╔══

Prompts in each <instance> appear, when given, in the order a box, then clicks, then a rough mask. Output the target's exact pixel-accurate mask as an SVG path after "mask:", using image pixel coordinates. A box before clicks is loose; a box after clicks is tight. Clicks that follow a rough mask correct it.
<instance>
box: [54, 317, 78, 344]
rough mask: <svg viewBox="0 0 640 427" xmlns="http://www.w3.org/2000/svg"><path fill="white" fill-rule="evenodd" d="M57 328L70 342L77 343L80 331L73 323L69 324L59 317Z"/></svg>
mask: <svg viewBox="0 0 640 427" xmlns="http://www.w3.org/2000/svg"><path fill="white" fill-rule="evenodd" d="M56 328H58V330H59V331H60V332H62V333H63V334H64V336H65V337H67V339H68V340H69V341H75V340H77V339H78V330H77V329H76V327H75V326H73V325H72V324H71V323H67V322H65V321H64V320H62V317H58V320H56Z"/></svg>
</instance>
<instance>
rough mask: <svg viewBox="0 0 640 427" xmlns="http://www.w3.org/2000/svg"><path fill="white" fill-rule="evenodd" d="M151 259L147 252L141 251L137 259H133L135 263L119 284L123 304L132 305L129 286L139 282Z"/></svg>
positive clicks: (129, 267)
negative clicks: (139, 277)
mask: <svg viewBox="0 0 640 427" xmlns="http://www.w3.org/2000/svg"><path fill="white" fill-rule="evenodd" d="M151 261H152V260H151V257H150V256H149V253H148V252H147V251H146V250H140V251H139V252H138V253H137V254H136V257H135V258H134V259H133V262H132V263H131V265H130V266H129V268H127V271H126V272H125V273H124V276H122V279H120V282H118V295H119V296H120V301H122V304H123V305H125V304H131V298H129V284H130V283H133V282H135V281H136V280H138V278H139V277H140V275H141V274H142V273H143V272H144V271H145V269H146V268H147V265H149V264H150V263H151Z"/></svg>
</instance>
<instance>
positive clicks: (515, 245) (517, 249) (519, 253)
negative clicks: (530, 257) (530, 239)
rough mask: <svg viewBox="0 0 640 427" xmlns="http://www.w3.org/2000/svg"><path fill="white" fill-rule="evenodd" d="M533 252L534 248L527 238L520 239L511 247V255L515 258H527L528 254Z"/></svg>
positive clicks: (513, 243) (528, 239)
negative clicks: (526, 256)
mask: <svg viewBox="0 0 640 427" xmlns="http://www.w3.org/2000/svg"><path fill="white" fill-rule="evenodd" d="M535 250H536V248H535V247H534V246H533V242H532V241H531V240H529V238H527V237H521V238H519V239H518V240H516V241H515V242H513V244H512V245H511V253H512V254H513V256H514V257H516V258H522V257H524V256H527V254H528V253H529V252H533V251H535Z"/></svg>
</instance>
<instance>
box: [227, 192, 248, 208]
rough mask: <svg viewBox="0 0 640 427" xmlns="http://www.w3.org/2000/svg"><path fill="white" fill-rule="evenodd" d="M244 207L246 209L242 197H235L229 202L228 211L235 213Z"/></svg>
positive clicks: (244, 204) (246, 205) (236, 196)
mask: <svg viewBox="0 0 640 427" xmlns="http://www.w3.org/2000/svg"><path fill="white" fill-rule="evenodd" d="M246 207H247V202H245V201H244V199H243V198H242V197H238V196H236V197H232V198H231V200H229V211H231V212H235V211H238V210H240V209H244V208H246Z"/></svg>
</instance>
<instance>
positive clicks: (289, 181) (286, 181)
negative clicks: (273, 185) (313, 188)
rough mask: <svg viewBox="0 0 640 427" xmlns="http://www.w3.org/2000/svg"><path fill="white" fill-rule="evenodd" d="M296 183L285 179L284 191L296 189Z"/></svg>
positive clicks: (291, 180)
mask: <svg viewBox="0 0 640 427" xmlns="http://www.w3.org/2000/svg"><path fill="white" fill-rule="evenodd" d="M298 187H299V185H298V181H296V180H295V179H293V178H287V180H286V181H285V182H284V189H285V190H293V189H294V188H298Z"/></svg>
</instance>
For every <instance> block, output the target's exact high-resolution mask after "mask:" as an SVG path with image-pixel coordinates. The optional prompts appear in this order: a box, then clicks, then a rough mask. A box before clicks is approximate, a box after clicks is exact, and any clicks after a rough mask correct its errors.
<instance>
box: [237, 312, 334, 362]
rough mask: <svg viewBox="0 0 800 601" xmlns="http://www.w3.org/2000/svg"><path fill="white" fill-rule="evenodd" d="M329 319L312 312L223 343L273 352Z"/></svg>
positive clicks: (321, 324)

╚══

▸ **PROBLEM TO WORK ON**: Starting from the line with "negative clicks: (526, 256)", write out every remaining line of the data above exactly, the final line included, and nothing before it.

▸ **RESPONSE AREA**:
negative clicks: (526, 256)
mask: <svg viewBox="0 0 640 427" xmlns="http://www.w3.org/2000/svg"><path fill="white" fill-rule="evenodd" d="M535 250H536V248H535V247H534V246H533V242H532V241H531V240H529V238H527V237H521V238H519V239H518V240H516V241H515V242H513V244H512V245H511V253H512V254H513V256H514V257H516V258H522V257H524V256H527V254H528V253H529V252H533V251H535Z"/></svg>
</instance>
<instance>
box: [227, 192, 248, 208]
rough mask: <svg viewBox="0 0 640 427" xmlns="http://www.w3.org/2000/svg"><path fill="white" fill-rule="evenodd" d="M244 207L246 209L242 197H235L229 202L228 211L235 213Z"/></svg>
positive clicks: (244, 204) (246, 205) (236, 196)
mask: <svg viewBox="0 0 640 427" xmlns="http://www.w3.org/2000/svg"><path fill="white" fill-rule="evenodd" d="M246 207H247V202H245V201H244V199H243V198H242V197H238V196H236V197H232V198H231V200H229V211H231V212H235V211H238V210H240V209H244V208H246Z"/></svg>
</instance>
<instance>
positive clicks: (289, 181) (286, 181)
negative clicks: (273, 185) (313, 188)
rough mask: <svg viewBox="0 0 640 427" xmlns="http://www.w3.org/2000/svg"><path fill="white" fill-rule="evenodd" d="M296 183L285 179L284 191L296 189Z"/></svg>
positive clicks: (291, 180)
mask: <svg viewBox="0 0 640 427" xmlns="http://www.w3.org/2000/svg"><path fill="white" fill-rule="evenodd" d="M298 187H299V185H298V181H296V180H295V179H293V178H287V180H286V181H285V182H284V189H285V190H293V189H294V188H298Z"/></svg>
</instance>
For every <instance> block, output the target's exact high-resolution mask after "mask:" as an SVG path with image-pixel coordinates. The optional prompts appear in this order: a box, then clicks, then a rough mask. A box before clicks is approximate, a box after clicks is exact, and any clicks after a rough mask correct its errors.
<instance>
box: [237, 312, 334, 362]
rough mask: <svg viewBox="0 0 800 601" xmlns="http://www.w3.org/2000/svg"><path fill="white" fill-rule="evenodd" d="M329 319L312 312L223 343L273 352Z"/></svg>
positive clicks: (321, 324)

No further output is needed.